(Data for analysis begins)
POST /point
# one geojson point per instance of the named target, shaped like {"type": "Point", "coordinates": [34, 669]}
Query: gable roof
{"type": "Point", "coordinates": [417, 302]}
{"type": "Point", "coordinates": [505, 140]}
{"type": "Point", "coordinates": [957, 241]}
(Data for analysis ends)
## Task:
Copy the full listing verbatim.

## Output for this exercise:
POST /point
# one geojson point per instance of the named target, shaped like {"type": "Point", "coordinates": [34, 669]}
Query: gable roof
{"type": "Point", "coordinates": [417, 302]}
{"type": "Point", "coordinates": [505, 140]}
{"type": "Point", "coordinates": [957, 241]}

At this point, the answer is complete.